**TEXT PROVIDED**
Wilford and Mayor are back in school. Wikander, his arm still in a sling, is not.
And she has begun therapy.
“I teach psychology, so I know PTSD is going to be something out of this, anxiety is going to be something, I know,” she said.
Frank DeAngelis, who was principal of Columbine the day of that shooting, suffers from PTSD and is still in therapy 19 years later.
He believes the only reason he’s alive today is because one of the shooters decided to pursue another victim up a stairway instead of coming after him.
To this day, loud noises — balloons popping, fire alarms ringing — take him back.
“People ask when it’s going to get back to normal — and it doesn’t,” said DeAngelis, who retired in 2014. “We had to redefine what normal was.”
Dr. Frank Ochberg, a psychiatrist and expert on PTSD, worked with survivors after the Columbine shooting.
“At least once a month you go back to the horrible memory without wanting to,” he said. “You get triggered. This syndrome is so similar to being shot and carrying a bullet inside you. It’s an invisible wound, but it’s a wound.”
The slam of a heavy wooden church door at a classmate’s funeral sent Stoneman Douglas student Danielle Gilbert to the floor.
“I was shaking. I couldn’t move. My mom and another woman had to come over and pick me up and hold me,” said the 17-year-old who was in Reoven’s class. “I didn’t talk to them. I didn’t respond. I was just shaking. I was just reliving it all.”

**LISTED ENTRIES**
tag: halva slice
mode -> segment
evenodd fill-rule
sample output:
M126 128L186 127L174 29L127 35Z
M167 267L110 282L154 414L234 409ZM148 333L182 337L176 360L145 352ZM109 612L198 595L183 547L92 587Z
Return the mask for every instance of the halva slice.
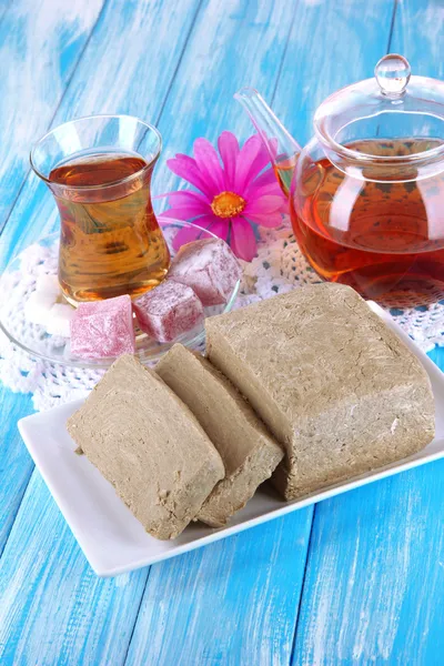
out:
M206 350L285 446L274 481L287 500L434 436L424 367L349 286L304 286L210 317Z
M203 523L220 527L271 476L283 450L233 384L200 354L175 344L155 370L198 417L222 456L226 476L198 514Z
M133 356L113 363L68 421L74 442L147 532L178 536L225 470L182 401Z

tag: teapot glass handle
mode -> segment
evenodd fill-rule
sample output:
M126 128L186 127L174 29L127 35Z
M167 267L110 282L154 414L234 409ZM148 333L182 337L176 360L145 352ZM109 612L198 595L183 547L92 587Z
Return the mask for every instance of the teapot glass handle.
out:
M410 75L408 60L397 53L384 56L375 67L377 84L386 97L397 98L404 94Z

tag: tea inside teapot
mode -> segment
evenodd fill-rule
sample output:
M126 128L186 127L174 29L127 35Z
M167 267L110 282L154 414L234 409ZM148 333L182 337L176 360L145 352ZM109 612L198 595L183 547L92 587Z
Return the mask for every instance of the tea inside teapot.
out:
M396 54L375 73L321 104L304 149L255 91L238 97L317 274L390 306L435 303L444 299L444 83L411 78Z

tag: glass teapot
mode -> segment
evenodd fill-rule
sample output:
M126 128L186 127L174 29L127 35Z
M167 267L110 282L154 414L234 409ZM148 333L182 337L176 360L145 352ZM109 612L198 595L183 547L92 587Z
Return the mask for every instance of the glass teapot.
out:
M390 306L444 299L444 82L389 54L330 95L304 149L252 88L235 98L264 141L299 245L324 280Z

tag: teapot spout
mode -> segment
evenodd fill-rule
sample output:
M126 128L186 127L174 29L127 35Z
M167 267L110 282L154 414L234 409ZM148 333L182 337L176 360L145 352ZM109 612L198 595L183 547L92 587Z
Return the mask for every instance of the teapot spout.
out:
M263 97L254 88L242 88L235 93L234 99L241 102L250 115L269 152L278 182L284 194L289 195L301 147L289 134Z

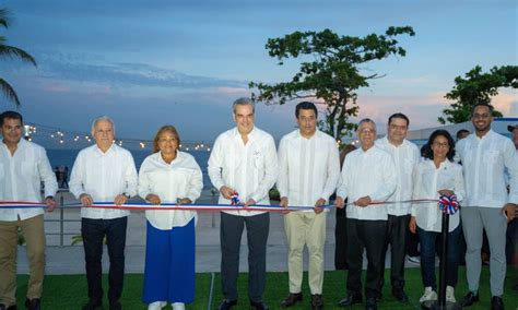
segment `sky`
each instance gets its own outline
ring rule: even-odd
[[[26,122],[89,132],[107,115],[117,136],[151,140],[174,124],[185,141],[212,142],[234,126],[232,102],[249,96],[248,82],[291,80],[299,60],[278,65],[268,38],[330,28],[340,35],[398,37],[405,57],[365,64],[384,78],[358,91],[358,118],[385,128],[403,111],[411,130],[436,127],[450,104],[454,79],[475,65],[518,64],[518,2],[510,1],[105,1],[3,0],[12,25],[1,31],[33,55],[37,67],[1,59]],[[493,104],[518,117],[518,93],[502,90]],[[0,97],[0,110],[14,109]],[[257,127],[275,140],[295,129],[295,104],[258,105]],[[354,119],[357,120],[357,119]]]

**QUESTIONS**
• 1. Copy from the school shooting article the passage that opens with the words containing "To this day, loud" and closes with "the Columbine shooting.", word for word.
• 2. Name every person the shooting article refers to by name.
• 3. Pick up the article on school shooting survivors and their trauma, and carry it on from its final sentence.

**ANSWERS TO EACH TASK**
• 1.
To this day, loud noises — balloons popping, fire alarms ringing — take him back.
“People ask when it’s going to get back to normal — and it doesn’t,” said DeAngelis, who retired in 2014. “We had to redefine what normal was.”
Dr. Frank Ochberg, a psychiatrist and expert on PTSD, worked with survivors after the Columbine shooting.

• 2. Wilford, Mayor, Wikander, Frank DeAngelis, Dr. Frank Ochberg, Danielle Gilbert, Reoven

• 3.
Rebecca Bogart, 17, from Room 1214, said it’s been hard to find peace since that day — not even in her usual spot in the Everglades, where she has always gone to catch the sunsets and unwind. There, the sound of a car one day, possibly backfiring, drove her to tears.
“It sounded like three gunshots to me cause the sound it made was really loud,” she said. “I didn’t even see the car and I [was] just sort of freaking out and started crying, called my dad, and I was scared.”
Her dad offered to come pick her up, but she regained her composure: “I said, ‘I’ll be fine.’”
But how long does it take to truly be fine? It’s too soon to tell for Parkland students.
It took about eight years for most of the Columbine students to move past the tragedy, said New York-based author Dave Cullen, who spent 10 years writing a book about the Colorado school shooting.
“The morning after, it was pretty shocking,” Cullen said. “They literally changed overnight. They entered the numb phase of PTSD.
“By year eight, they were telling me they were really ready to be done with it, and it no longer defined them.”
But the parents who lost children, he said, “really never got over it.”
At 17, Sid Fischer had never contemplated his death before.
Today, he wonders what his funeral would have been like.
“I think about my friends, my family and how incomplete my life is so far, and how my future could have just been erased,” said Fischer, who was in the Holocaust history class. “As soon as those bullets stopped ringing in our room, I was like, why us? … Why were we chosen?”
Like Menescal, he keeps coming back to images: the blood and bullets on the floor; the walking wounded getting up for help; fellow student Luke Hoyer’s body in the hallway outside his classroom.
“Those first seven to 10 shots do rattle through my mind, and then as soon as that happens I start adding detail,” Fischer said. “Once one memory of the event occurs, all of them kind of join together.”
Even a happy occasion — a surprise visit from Miami Heat basketball star Dwyane Wade on March 7 — unnerved him. The collective cries of surprised students, albeit joyful ones, had him looking for the exits.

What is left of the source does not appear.